[Records contained in a dataset]
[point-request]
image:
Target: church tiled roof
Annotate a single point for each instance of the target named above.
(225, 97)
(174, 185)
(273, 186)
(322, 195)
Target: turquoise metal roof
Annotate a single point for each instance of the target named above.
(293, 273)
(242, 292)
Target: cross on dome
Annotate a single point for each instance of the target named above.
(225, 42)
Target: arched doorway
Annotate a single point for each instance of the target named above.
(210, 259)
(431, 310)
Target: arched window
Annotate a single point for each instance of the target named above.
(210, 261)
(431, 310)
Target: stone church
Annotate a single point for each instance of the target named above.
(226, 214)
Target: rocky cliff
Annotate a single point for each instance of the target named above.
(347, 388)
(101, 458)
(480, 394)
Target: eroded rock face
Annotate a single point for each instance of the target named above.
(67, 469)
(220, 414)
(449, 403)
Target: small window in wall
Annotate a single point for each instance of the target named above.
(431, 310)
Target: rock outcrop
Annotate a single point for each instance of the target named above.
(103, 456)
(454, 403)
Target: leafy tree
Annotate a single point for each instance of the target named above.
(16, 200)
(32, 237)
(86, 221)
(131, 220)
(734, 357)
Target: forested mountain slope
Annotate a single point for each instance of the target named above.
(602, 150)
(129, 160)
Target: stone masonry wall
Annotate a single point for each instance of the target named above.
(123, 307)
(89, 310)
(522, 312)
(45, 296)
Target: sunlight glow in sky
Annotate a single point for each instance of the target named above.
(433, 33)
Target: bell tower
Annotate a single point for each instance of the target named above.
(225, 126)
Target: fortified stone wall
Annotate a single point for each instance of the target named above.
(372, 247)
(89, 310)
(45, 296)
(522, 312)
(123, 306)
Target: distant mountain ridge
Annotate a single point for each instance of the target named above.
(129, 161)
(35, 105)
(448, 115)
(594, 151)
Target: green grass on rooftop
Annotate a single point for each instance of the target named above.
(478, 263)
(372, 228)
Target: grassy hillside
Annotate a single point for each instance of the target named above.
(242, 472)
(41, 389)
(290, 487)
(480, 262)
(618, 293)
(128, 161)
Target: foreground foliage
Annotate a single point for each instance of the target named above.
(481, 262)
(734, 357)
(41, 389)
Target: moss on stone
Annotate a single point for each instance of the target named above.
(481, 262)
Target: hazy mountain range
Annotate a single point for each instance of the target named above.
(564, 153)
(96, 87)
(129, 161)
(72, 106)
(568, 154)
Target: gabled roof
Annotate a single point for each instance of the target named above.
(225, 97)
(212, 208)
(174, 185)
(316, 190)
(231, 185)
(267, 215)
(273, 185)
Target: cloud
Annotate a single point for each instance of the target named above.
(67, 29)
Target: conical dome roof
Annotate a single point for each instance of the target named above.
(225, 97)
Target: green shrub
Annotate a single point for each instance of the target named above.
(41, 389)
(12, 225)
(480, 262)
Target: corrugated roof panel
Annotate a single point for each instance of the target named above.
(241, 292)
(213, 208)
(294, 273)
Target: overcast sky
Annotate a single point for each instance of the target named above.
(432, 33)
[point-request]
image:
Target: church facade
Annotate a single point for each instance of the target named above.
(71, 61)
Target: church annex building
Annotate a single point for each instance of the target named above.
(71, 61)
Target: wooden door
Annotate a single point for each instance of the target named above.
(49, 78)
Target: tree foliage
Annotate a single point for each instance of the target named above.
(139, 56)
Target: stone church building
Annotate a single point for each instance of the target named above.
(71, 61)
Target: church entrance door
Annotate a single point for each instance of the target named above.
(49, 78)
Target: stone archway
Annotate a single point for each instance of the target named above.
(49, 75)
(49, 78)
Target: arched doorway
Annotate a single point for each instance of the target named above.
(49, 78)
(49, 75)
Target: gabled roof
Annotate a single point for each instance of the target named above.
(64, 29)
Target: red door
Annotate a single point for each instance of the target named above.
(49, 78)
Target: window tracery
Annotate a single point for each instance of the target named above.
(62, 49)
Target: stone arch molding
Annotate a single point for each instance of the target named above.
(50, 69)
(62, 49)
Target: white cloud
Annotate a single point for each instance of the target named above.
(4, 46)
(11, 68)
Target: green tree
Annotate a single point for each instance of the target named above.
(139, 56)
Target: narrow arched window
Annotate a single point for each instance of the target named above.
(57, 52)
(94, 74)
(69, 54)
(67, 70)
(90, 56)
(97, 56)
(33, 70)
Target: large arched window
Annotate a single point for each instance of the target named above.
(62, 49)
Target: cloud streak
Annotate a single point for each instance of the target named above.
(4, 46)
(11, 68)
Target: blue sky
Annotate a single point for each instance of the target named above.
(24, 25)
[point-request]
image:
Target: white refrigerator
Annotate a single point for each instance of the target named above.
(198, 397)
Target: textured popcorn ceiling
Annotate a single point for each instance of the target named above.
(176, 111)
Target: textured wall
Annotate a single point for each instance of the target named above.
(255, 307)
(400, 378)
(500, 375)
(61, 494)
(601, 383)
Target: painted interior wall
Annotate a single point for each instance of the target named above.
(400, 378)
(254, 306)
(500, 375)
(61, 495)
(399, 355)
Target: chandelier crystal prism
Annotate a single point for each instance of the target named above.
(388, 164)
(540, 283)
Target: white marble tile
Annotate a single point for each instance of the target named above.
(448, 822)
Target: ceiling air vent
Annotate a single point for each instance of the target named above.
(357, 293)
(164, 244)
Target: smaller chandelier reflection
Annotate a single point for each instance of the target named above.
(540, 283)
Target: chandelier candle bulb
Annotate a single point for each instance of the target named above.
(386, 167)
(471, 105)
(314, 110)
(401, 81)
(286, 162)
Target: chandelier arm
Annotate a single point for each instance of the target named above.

● **Exercise prompt**
Give the listing again, word for word.

● **Output below**
[point-request]
image:
Target: church tiled roof
Annotate a single point for each instance of the target named above.
(225, 97)
(174, 185)
(273, 186)
(322, 195)
Target: turquoise metal roof
Annotate a single point for each instance of the target named above.
(293, 273)
(242, 292)
Target: cross on dome
Annotate a single point for each instance of the target named above.
(225, 42)
Target: arched doorway
Annotate a single point for each instance of the target named above.
(210, 259)
(431, 310)
Target: arched window
Annotate a single point for each instance of the target named above.
(210, 261)
(431, 310)
Target: stone church
Annotate a single point for each instance of the target named above.
(226, 214)
Target: rocky cliff
Annotate a single point for each instance of the target named above.
(347, 388)
(101, 458)
(480, 394)
Target: eroded rock face
Annotate a single point for each instance of the target named above.
(67, 469)
(220, 414)
(449, 403)
Target: small window in wall
Annotate a single point for each instance of the target named above.
(431, 310)
Target: rock outcrop
Annotate a single point for each instance of the target named above.
(103, 456)
(454, 403)
Target: leafy tree
Annotate a single point for each instance of the target named above.
(16, 200)
(32, 237)
(86, 221)
(131, 220)
(734, 357)
Target: forested mountain slope
Annotate a single point for each instance of the target named above.
(602, 150)
(129, 160)
Target: stone masonry wall
Annotate a single point for each instance of the target named above.
(123, 307)
(89, 310)
(522, 312)
(45, 296)
Target: sunlight glow in sky
Annotate a single point for each instance of the target named above.
(433, 33)
Target: bell tower
Annotate a single point for each instance of the target named above.
(225, 126)
Target: fortified stone wall
Annotate a single point for each instance of the target named above.
(372, 247)
(89, 310)
(45, 296)
(522, 312)
(123, 306)
Target: distant mountain ridge
Annotate a single point for each instance of the target named above.
(129, 161)
(35, 105)
(448, 115)
(594, 151)
Target: green grass on rooftop
Annotate a single point for each instance of the target named above.
(478, 263)
(372, 228)
Target: grassy hillside
Annotate a single point for each instance of the target named above.
(242, 472)
(41, 389)
(290, 487)
(480, 262)
(618, 293)
(128, 161)
Target: foreground foliage
Annotate a single point for each instance of the target named above.
(481, 262)
(734, 357)
(41, 389)
Target: moss on stone
Annotate a single point for each instance of the target named above.
(481, 262)
Target: hazy mountain range
Annotate a single point for each instance of the target named above.
(564, 153)
(96, 87)
(129, 161)
(72, 106)
(568, 154)
Target: gabled roof
Annotate a single point for each instance of the target named above.
(225, 97)
(212, 208)
(174, 185)
(316, 190)
(231, 185)
(267, 215)
(273, 185)
Target: cloud
Annotate a single point for each instance of the target named above.
(67, 29)
Target: conical dome roof
Annotate a single point for each instance of the target named above.
(225, 97)
Target: green shrub
Annotate a single point for each instance of the target named above.
(41, 389)
(12, 225)
(480, 262)
Target: corrugated roof panel
Annotate a single point for each instance of the target named above.
(241, 292)
(213, 208)
(294, 273)
Target: overcast sky
Annotate a single point for each instance of the target named above.
(432, 33)
[point-request]
image:
Target: church facade
Annotate a single point for each instance of the target named above.
(71, 61)
Target: church annex building
Annotate a single point for each instance of the target named above.
(71, 61)
Target: wooden door
Annotate a single point for each instance of the target named above.
(49, 78)
Target: tree foliage
Annotate a single point for each instance of the target named above.
(139, 56)
Target: stone church building
Annotate a single point for each instance of the target named above.
(71, 61)
Target: church entrance door
Annotate a single point for each instance of the target named above.
(49, 78)
Target: stone archway
Annotate a single point for each instance of the target named above.
(49, 75)
(49, 78)
Target: arched doorway
Annotate a single point for each instance of the target named above.
(49, 78)
(49, 75)
Target: gabled roof
Annotate a single point for each instance of the target named above.
(64, 29)
Target: red door
Annotate a single point for each instance of the target named above.
(49, 78)
Target: window tracery
Annotate a single point for each instance of the target named above.
(62, 49)
Target: stone arch molding
Annotate a single point for each instance of the target named above.
(50, 69)
(62, 49)
Target: white cloud
Annotate a single point for each instance of the target named above.
(4, 46)
(11, 68)
Target: green tree
Annotate a single point for each instance of the target named above.
(139, 56)
Target: narrow arched window
Annotate a single point for each instance of the target named above.
(57, 52)
(94, 74)
(69, 54)
(67, 70)
(90, 56)
(97, 56)
(33, 70)
Target: large arched window
Annotate a single point for each instance of the target named above.
(62, 49)
Target: cloud streak
Annotate a single point for each instance of the target named above.
(4, 46)
(11, 68)
Target: blue sky
Annotate a single point for each instance of the target named above.
(24, 25)
[point-request]
image:
Target: white refrigerator
Annotate a single point for each instance of the target named above.
(198, 397)
Target: textured popcorn ceiling
Annotate a single point for each instance of the target named above.
(176, 111)
Target: textured wall
Annotate a single point for each instance of the target named above.
(255, 307)
(400, 378)
(500, 375)
(61, 494)
(601, 383)
Target: painted interior wall
Annotate a single point for each instance of the target named above.
(400, 378)
(254, 306)
(500, 375)
(61, 495)
(399, 355)
Target: chandelier crystal prism
Annotate a single point for each instance of the target named above.
(388, 164)
(540, 283)
Target: white marble tile
Annotate a single point for each instance of the target named above.
(448, 822)
Target: ceiling air vent
Annotate a single point for each instance of the target named above.
(357, 293)
(164, 244)
Target: smaller chandelier reflection
Annotate a single point for each instance of the target named above.
(540, 283)
Target: chandelier candle bulb
Annotate a single point for each instance of the target named above.
(386, 167)
(471, 105)
(314, 110)
(401, 81)
(286, 162)
Target: chandelier arm
Annotate a single point for each instance of the target named above.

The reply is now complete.